:: Records for this exercise ::

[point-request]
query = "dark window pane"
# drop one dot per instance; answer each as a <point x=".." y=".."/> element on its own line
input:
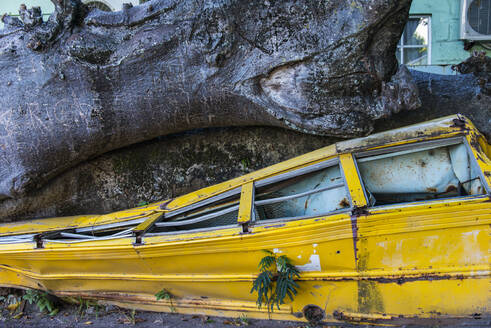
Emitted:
<point x="479" y="16"/>
<point x="416" y="56"/>
<point x="416" y="31"/>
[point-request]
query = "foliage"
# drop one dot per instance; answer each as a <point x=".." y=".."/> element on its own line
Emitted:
<point x="42" y="300"/>
<point x="275" y="281"/>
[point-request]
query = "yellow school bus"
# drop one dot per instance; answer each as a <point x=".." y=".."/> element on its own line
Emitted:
<point x="393" y="228"/>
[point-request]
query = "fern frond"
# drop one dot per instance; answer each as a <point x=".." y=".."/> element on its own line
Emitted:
<point x="266" y="263"/>
<point x="263" y="285"/>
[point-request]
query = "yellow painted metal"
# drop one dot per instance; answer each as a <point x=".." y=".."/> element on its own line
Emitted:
<point x="246" y="203"/>
<point x="401" y="263"/>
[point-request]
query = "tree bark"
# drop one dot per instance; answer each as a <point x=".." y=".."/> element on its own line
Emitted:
<point x="85" y="83"/>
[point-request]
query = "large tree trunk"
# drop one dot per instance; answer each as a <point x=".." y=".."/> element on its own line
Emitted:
<point x="87" y="83"/>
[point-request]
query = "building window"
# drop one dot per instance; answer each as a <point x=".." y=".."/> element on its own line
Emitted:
<point x="414" y="47"/>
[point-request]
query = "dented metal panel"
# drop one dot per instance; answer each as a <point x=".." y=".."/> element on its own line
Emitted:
<point x="413" y="262"/>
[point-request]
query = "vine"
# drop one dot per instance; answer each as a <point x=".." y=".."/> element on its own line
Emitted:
<point x="275" y="281"/>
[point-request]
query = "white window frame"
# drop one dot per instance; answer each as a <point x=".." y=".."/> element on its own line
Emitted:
<point x="401" y="46"/>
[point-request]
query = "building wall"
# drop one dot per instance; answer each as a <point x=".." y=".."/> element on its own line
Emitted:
<point x="446" y="46"/>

:: Task instructions ::
Without the pictures, reproduce every line of the records above exactly.

:: Written solution ::
[point-request]
query = "dark window pane"
# drop one dot per instance; answer each as a <point x=".." y=".."/> element on its own line
input:
Emitted:
<point x="479" y="16"/>
<point x="416" y="56"/>
<point x="416" y="31"/>
[point-request]
query = "foliage"
# drop one dot per instance; answer each as a <point x=".." y=".."/> element on its own line
Emitted:
<point x="42" y="300"/>
<point x="275" y="281"/>
[point-request]
query = "yellow school bus"
# drop one dot per instance; answer each as a <point x=".." y=".."/> element on its own line
Emitted:
<point x="393" y="228"/>
[point-request]
query = "fern frond"
# drop one dot per instance; answer each as a <point x=".." y=".."/> element on its own line
Emitted:
<point x="266" y="263"/>
<point x="263" y="285"/>
[point-request]
query = "yellow painted metal"
# drop one dot per instance; answer each as a <point x=".." y=".."/> element on its own line
Emitted:
<point x="246" y="203"/>
<point x="401" y="263"/>
[point-request]
query = "tree bark"
# drop one dot per instance; answer each as a <point x=".." y=".."/> element on its own line
Emitted:
<point x="85" y="83"/>
[point-request]
query = "large tree trunk"
# drop one dot per instance; answer each as a <point x=".." y=".."/> element on its own line
Emitted:
<point x="87" y="83"/>
[point-request]
query = "building window"
# drop one dot per instance; answer each as a <point x=".." y=".."/> element on its own line
Emitted:
<point x="414" y="47"/>
[point-request]
query = "dented metal panel"
# drop one dot per instance; answer each as a <point x=".." y=".."/> element on its own line
Emitted:
<point x="413" y="262"/>
[point-request]
query = "vine"
# drop one dot per instance; answer each as a <point x=".." y=".."/> element on its own line
Emitted:
<point x="275" y="281"/>
[point-request]
query = "white window frame"
# drop one dot per instance; answer each as a <point x=".." y=".."/> element on its own line
Emitted:
<point x="401" y="46"/>
[point-request]
query = "building wall"
# drop one dot per instance; answer each as a <point x=".." y=".."/> element on its own line
Emitted:
<point x="446" y="46"/>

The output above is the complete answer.